» **Given request**
Render the items below as a JSON list of strings, with one string per line and blank lines omitted.

[Records from a data source]
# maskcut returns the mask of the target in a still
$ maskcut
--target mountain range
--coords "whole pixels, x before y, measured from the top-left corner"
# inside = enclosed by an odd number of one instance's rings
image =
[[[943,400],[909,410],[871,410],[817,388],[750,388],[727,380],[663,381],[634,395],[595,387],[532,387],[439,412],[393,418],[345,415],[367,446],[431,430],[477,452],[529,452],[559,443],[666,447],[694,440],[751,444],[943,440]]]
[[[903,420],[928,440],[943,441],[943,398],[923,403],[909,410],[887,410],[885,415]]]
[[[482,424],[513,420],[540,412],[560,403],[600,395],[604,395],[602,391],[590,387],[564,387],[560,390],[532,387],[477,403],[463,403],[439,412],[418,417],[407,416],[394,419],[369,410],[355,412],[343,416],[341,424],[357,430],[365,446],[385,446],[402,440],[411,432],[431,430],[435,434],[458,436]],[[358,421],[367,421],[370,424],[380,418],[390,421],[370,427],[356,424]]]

» **Final result**
[
  "# maskcut returns the mask of the target in a still",
  "$ maskcut",
  "--target mountain range",
  "--coords \"whole pixels, x before y, measured from the top-left corner\"",
  "# inside = enclosed by an odd number of one instance's rings",
  "image =",
  "[[[943,400],[909,410],[871,410],[817,388],[750,388],[727,380],[663,381],[634,395],[595,387],[532,387],[439,412],[393,418],[345,415],[367,446],[431,430],[477,452],[529,452],[559,443],[666,447],[694,440],[751,444],[943,440]]]",
  "[[[903,420],[928,440],[943,441],[943,398],[923,403],[909,410],[887,410],[885,415]]]",
  "[[[482,424],[513,420],[540,412],[560,403],[600,395],[604,395],[602,391],[590,387],[564,387],[560,390],[532,387],[477,403],[463,403],[439,412],[418,417],[407,416],[394,419],[369,410],[355,412],[343,416],[341,424],[357,430],[365,446],[385,446],[402,440],[411,432],[431,430],[435,434],[458,436]],[[358,421],[367,421],[370,424],[380,418],[390,421],[370,427],[356,424]]]"
]